Éléments d'une collection d'étiquetage
==============================

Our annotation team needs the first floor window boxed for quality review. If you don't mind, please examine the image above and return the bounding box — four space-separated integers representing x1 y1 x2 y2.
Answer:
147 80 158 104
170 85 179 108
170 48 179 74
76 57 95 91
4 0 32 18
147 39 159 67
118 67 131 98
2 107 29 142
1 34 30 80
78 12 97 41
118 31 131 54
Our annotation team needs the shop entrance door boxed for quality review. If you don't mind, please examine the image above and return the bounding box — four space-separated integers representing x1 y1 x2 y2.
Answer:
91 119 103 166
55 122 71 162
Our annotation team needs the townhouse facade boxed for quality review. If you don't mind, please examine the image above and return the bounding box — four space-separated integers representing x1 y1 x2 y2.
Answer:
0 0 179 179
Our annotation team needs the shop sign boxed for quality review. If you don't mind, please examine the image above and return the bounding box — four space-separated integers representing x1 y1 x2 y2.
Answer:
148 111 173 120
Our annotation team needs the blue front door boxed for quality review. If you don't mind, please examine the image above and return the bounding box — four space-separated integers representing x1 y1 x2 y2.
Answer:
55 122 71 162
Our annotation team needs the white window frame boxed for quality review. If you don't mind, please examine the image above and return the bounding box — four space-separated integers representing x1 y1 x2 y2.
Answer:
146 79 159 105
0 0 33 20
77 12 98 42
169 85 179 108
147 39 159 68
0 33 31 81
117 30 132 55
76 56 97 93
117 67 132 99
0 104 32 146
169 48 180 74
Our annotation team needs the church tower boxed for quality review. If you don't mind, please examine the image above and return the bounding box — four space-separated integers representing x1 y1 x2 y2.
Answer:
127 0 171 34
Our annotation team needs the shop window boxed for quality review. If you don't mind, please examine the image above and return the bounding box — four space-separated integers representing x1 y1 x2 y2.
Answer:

==============================

Objectif
Reprenez intégralement toutes les lignes de la liste ci-dessus, depuis celle qui contient « Our annotation team needs the townhouse » jusqu'à celle qui contient « 148 111 173 120 », bornes comprises. Ajoutez 6 à chaque coordonnée figurant dans les réponses.

Réponse complète
Our annotation team needs the townhouse facade boxed for quality review. If you don't mind, please examine the image above and return the bounding box — four space-separated integers representing x1 y1 x2 y2.
Answer:
6 6 185 185
Our annotation team needs the shop sign boxed for quality review. If you don't mind, please examine the image above and return the bounding box — four space-separated integers representing x1 y1 x2 y2.
Answer:
154 117 179 126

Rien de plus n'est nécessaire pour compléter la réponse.